— What you will do —
Set down the material in full. Keep every line exactly as it is.

— Dataset excerpts —
********************
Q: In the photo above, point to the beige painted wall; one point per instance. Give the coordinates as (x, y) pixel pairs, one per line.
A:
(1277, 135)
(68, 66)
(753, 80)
********************
— Exercise output —
Q: In the photo above, point to the beige painted wall; one point per instance. Give the coordinates as (x, y) pixel pairs, one per line.
A:
(1277, 135)
(68, 66)
(753, 80)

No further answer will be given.